--- Source text ---

'Re: [GENERAL] debugging server connection issue'

[prev in list] [next in list] [prev in thread] [next in thread] 

List:       postgresql-general
Subject:    Re: [GENERAL] debugging server connection issue
From:       Stephen Constable <sjconsta () scisat ! ca>
Date:       2016-03-31 12:37:15
Message-ID: CACfdzQmdT6=dUgUFehn12+sC9trCLFf=h6d76MTwgTKFYQU7QA () mail ! gmail ! com
[Download RAW message or body]

In case anybody looks back on this thread in the future, I fixed the
problem (at least temporarily) by running the following in CentOS 7:
# echo "1025 65535" >/proc/sys/net/ipv4/ip_local_port_range
# sysctl -w net.ipv4.tcp_timestamps=1
# sysctl -w net.ipv4.tcp_tw_recycle=1
# sysctl -w tcp_tw_reuse=1

On both the database server and the client nodes.  It seems the clients
were eating up all the available ephemeral ports opening and closing
database connections.  I'm going to have a long talk with the developer
about why this is done in the first place :)

Cheers, and thanks for the tips.
--Steve

On Tue, Mar 29, 2016 at 6:51 PM Adrian Klaver <adrian.klaver@aklaver.com>
wrote:

> On 03/29/2016 03:25 PM, Stephen Constable wrote:
> > Sorry, my client environment is Linux.
>
> Hmm, so I was reading win32.c wrong. It is mapping a Windows error
> message to that string.
>
> >
> > My current theory is that my clients are running out of available
> > ephemeral ports, like in this thread:
> >
> http://dba.stackexchange.com/questions/59650/pgbouncer-works-great-but-occasionally-becomes-unavailable
> (but
> > I"m not currently using pg bouncer).  I tried pg bouncer before and had
> > the same errors, which in retrospect makes the client-side issue seem
> > more likely.  Are there any configuration variables I can set to reduce
> > the number of ephemeral ports required in the postgresql client
> > libraries?  Otherwise, I will attempt to reconfigure the OS of the
> > client machines tomorrow morning.
>
> Not sure how that would work. To make a network connection would seem to
> me to require a port.
>
> Are you seeing the same sort of port churn on your 8.4 machine?

--- Raw data ---

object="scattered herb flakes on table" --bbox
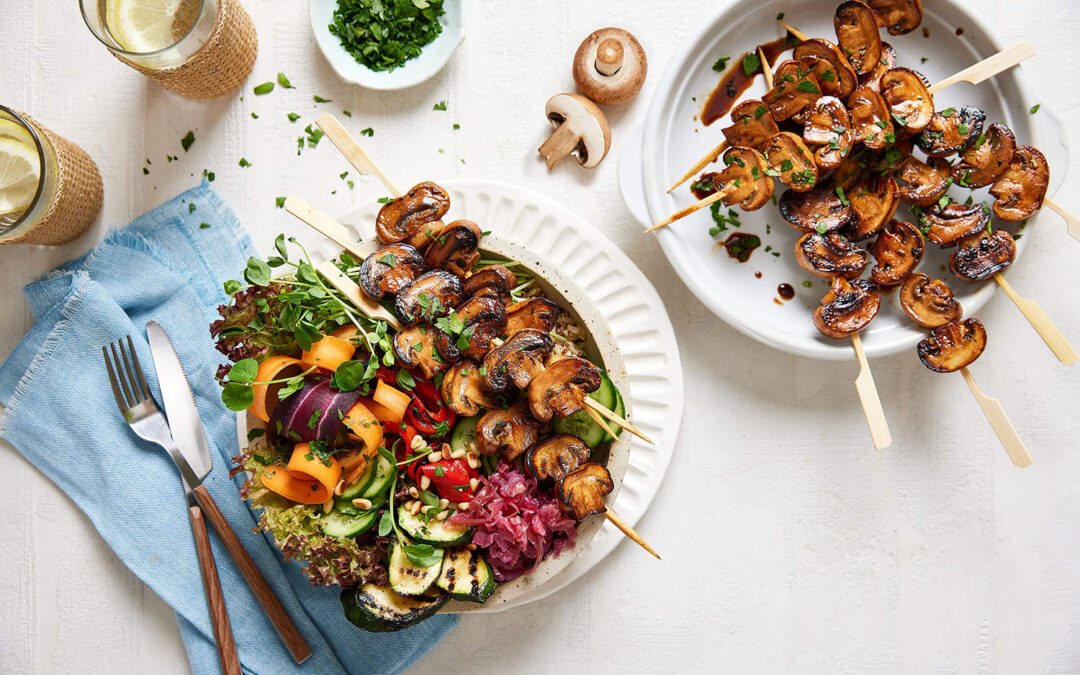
[329,0,444,71]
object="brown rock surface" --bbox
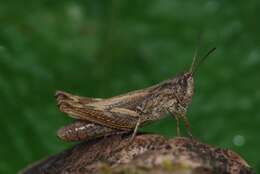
[20,134,253,174]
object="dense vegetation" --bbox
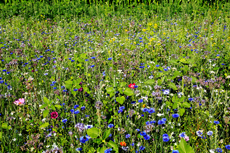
[0,0,230,153]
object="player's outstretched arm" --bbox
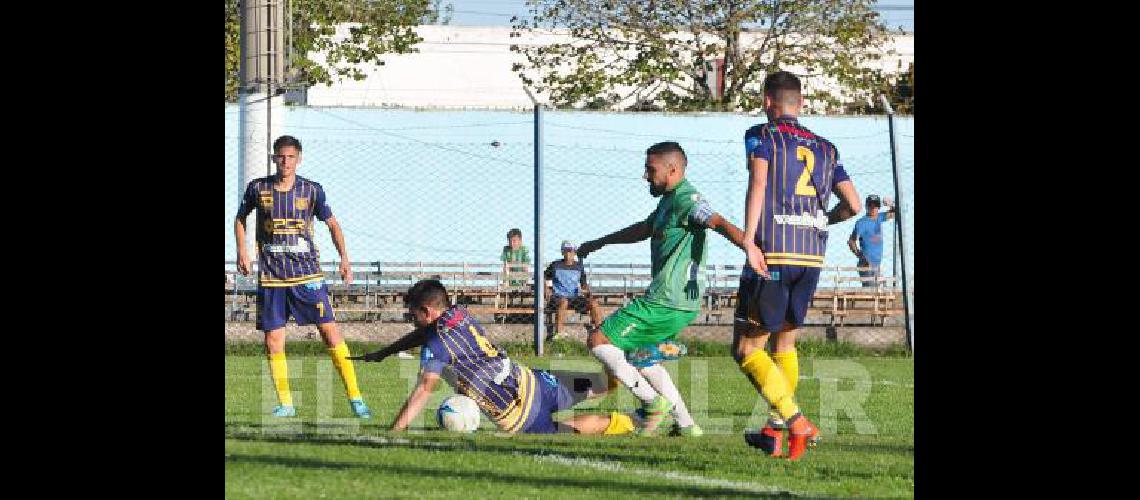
[578,221,653,259]
[325,216,352,285]
[828,180,860,224]
[234,218,250,276]
[392,370,439,432]
[743,155,770,278]
[708,213,748,252]
[349,326,434,361]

---

[Work instructions]:
1. Copy the passage of the PostgreSQL connection thread from "On both the" to "environment is Linux.", word for word.
2. Write what comes next in the PostgreSQL connection thread, starting after its last line.

[The responses]:
1.
On both the database server and the client nodes.  It seems the clients
were eating up all the available ephemeral ports opening and closing
database connections.  I'm going to have a long talk with the developer
about why this is done in the first place :)

Cheers, and thanks for the tips.
--Steve

On Tue, Mar 29, 2016 at 6:51 PM Adrian Klaver <adrian.klaver@aklaver.com>
wrote:

> On 03/29/2016 03:25 PM, Stephen Constable wrote:
> > Sorry, my client environment is Linux.

2.
>
> Is the fact that is processing results slower maybe giving the ports a
> chance to timeout their wait time, versus not on the newer faster machine?
>
> The issue, to me at least, seems to be less the number of jobs, but the
> number of connections each job is producing. T
> >
> > Thanks,
> > Steve
> >
> > On Tue, Mar 29, 2016 at 4:44 PM Adrian Klaver <adrian.klaver@aklaver.com
> > <mailto:adrian.klaver@aklaver.com>> wrote:
> >
> >     On 03/29/2016 01:28 PM, Stephen Constable wrote:
> >      > My apologies, I'm not sure what part of the networking stack the
> >      > messages are coming from.  It also states:
> >      > """
> >      > could not connect to server: Cannot assign requested address
> >      > Is the server running on host "<hostname>" and accepting
> >      > TCP/IP connections on port <port>?
> >      > """
> >
> >     Alright I lied, the above is a Postgres error message. I am just not
> >     used to seeing 'Cannot assign requested address'. Turns out it is in
> >     interfaces/libpq/win32.c.
> >
> >     So your client is running on Windows?
> >
> >
> >      > This error is only printed under a 32-job load, never a single
> >     job load.
> >      >
> >      > The processes are indeed connecting over a local network.
> >      >
> >      > I have only enabled the logging of connections and disconnections
> >     since
> >      > I figured that would be the most telling :) perhaps that was not
> the
> >      > best idea.  but, FYI, I see over 5000 such notices in a single
> >     minute.
> >      > I will reconfigure the logging to be more verbose.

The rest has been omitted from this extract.